Tâches à réaliser
1 – Recopiez fidèlement le passage de la chronique sur le dépistage du Covid qui commence à "Les symptômes ont" et se termine à "bat la chamade.".
2 – Prolongez la chronique sur le dépistage du Covid en rédigeant la suite qui vient après sa dernière phrase.

Vu de l’hôpital: «Cette saleté change sans arrêt de visage» (16)
Chronique de la bataille des hommes en blanc. Jean-Paul Mari suit au jour le jour le combat d’une équipe médicale dans un hôpital d’Ile-de-France.
Le moment de vérité, c’est ici, devant cette porte blanche en préfabriqué, qui donne sur un couloir, une salle d’attente et un siège, nu, isolé, au centre de la pièce. Certains arrivent ici pétris de doute, d’autres annoncent d’emblée : « je l’ai ». Seul le test PCR le dira. Ici, pas de patients, seulement des blouses blanches venues de trois hôpitaux.
Souvent, ils se connaissent. L’un s’assoit sur le siège, l’autre plonge l’écouvillon dans sa narine avant d’envoyer le résultat en virologie. Techniquement, il faut 4H pour savoir ; en pratique, une journée pour des résultats groupés. Agents hospitaliers, aides-soignantes, infirmières, externes, médecins, chirurgiens, chef de service, tout le monde défile, le virus ne fait pas de différence de caste.
Sauf pour l’équipe qui n’a pas eu une seule perte. Leur secret ? Masques et gestes barrières. Seule garantie. Un prélèvement tous les quarts d’heure, 30 personnes par jour, cinq jours sur sept, 150 personnes en une semaine et …une bonne moitié de Covid positif. Des allures d’hécatombe. « Cette saleté change sans cesse de visage », dit Gérard, infirmier, « comme si le virus menait sa vie. Comme s’il y a avait plusieurs virus en un.»
Les symptômes ont changé. Au début, on ne jurait que par la toux sèche et la fièvre. Pas de fièvre, pas de Covid. Ce matin, sur 14 testés, 12 n’ont pas la fièvre. Puis, il y a eu ces terribles maux de tête, les nausées, les vomissements, la diarrhée. Soit. Et, voilà deux semaines à peine, l’anosmie et l’agueusie, en clair, la perte de l’odorat et du goût, qui signent le nouveau Covid Plus. Ou la « catarrhe oculaire », les yeux et la tête en feu. Les derniers patients, eux, s’affaissent sur la chaise de test avec une tachycardie, un cœur qui bat la chamade.

Extraits des lignes

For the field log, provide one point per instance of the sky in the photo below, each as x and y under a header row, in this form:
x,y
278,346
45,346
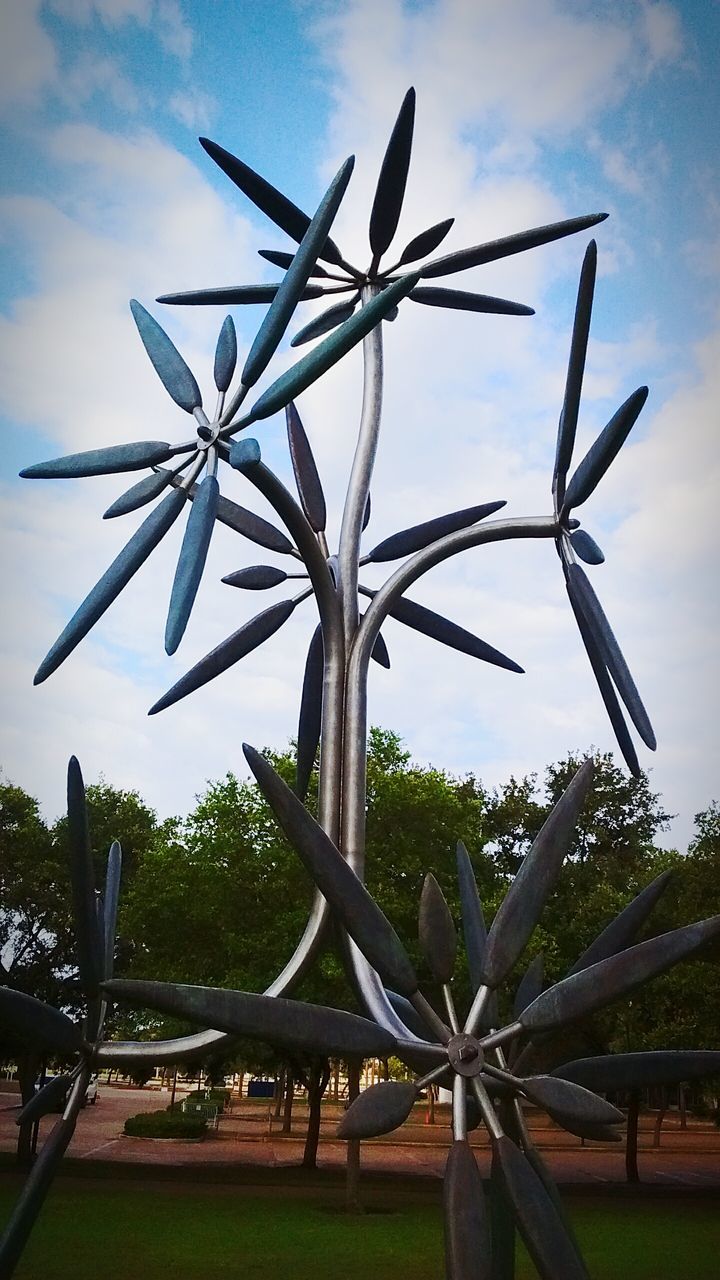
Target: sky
x,y
528,112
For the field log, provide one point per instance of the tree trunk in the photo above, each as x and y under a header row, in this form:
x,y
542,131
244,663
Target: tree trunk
x,y
352,1165
288,1100
317,1086
632,1138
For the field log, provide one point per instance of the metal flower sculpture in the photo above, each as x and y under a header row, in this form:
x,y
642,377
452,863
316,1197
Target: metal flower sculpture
x,y
488,1065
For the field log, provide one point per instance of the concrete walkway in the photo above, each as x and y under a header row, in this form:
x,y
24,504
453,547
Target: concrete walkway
x,y
249,1138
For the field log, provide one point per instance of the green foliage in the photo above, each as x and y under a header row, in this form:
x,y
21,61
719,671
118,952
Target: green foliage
x,y
165,1124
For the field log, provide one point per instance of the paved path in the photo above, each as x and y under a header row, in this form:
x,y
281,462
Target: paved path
x,y
246,1139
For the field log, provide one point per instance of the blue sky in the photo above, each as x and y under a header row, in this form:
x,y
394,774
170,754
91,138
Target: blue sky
x,y
527,112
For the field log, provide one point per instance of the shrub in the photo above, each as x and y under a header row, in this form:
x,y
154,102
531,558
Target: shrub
x,y
165,1124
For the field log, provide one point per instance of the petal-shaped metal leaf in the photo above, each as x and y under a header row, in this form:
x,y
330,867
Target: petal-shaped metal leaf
x,y
283,260
278,208
543,1232
568,424
110,901
588,604
226,654
570,1104
324,323
433,625
123,567
310,714
89,944
625,926
346,894
245,522
620,1072
309,488
233,296
606,691
379,652
48,1098
39,1023
256,577
328,352
492,250
283,1023
586,547
425,242
436,929
32,1196
191,560
609,979
466,1232
390,191
226,355
141,493
522,906
171,368
409,540
474,931
377,1110
101,462
292,287
531,984
600,455
459,300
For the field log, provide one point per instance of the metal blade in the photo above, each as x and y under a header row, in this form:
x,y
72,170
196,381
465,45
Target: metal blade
x,y
390,191
378,1110
466,1232
438,938
191,561
165,359
226,654
283,1023
409,540
347,896
522,906
115,577
621,931
609,979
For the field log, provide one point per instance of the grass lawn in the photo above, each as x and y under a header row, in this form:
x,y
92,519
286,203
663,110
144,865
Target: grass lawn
x,y
165,1232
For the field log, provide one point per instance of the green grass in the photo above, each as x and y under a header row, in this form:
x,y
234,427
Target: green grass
x,y
164,1232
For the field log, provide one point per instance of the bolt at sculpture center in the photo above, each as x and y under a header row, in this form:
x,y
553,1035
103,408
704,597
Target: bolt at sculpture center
x,y
488,1065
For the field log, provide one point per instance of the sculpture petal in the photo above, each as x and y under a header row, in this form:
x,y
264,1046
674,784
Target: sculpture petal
x,y
347,896
459,300
292,287
328,352
575,369
492,250
191,561
101,462
621,931
522,906
227,653
425,242
309,488
278,208
123,567
409,540
378,1110
438,938
282,1023
226,355
609,979
167,360
466,1232
598,457
390,191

Réponses par numéro
1 –
Les symptômes ont changé. Au début, on ne jurait que par la toux sèche et la fièvre. Pas de fièvre, pas de Covid. Ce matin, sur 14 testés, 12 n’ont pas la fièvre. Puis, il y a eu ces terribles maux de tête, les nausées, les vomissements, la diarrhée. Soit. Et, voilà deux semaines à peine, l’anosmie et l’agueusie, en clair, la perte de l’odorat et du goût, qui signent le nouveau Covid Plus. Ou la « catarrhe oculaire », les yeux et la tête en feu. Les derniers patients, eux, s’affaissent sur la chaise de test avec une tachycardie, un cœur qui bat la chamade.

2 –
Sans parler des cas « cataclysmiques », ceux qui ont voulu lui tenir tête. Ils étouffent. Direction immédiate, la pneumologie, le scanner qui confirme l’image pulmonaire en « verre dépoli » et l‘admission aux urgences. De pays en pays, de corps en corps, la chose se joue des humains et de leurs certitudes. Gérard a le sentiment d’être planté les pieds sur le sable, face à l’océan. Et de voir arriver les vagues. Marée haute, marée basse. D’abord, les contaminés et, une semaine plus tard, ceux qu’ils ont contaminés. Certains ne viennent ici que pour se rassurer, angoissés par la peur de blesser leurs proches.
Un cadre du service de réanimation est arrivé au bord de la défaillance : « Vous êtes négatif…mais totalement cramé. Arrêtez ! » – « Et qui va me remplacer ? » La plupart, pourtant testés positifs, s’obstinent à rester attelés à la tâche : « on a besoin de moi », « je tiens encore debout, non ? », « Allez ! Il faut que j’y retourne…» Le déni.Ils sont soignants, pas victimes, sont là pour soigner les autres et ne se sentent pas le droit d’être malades… « Pas nous ! »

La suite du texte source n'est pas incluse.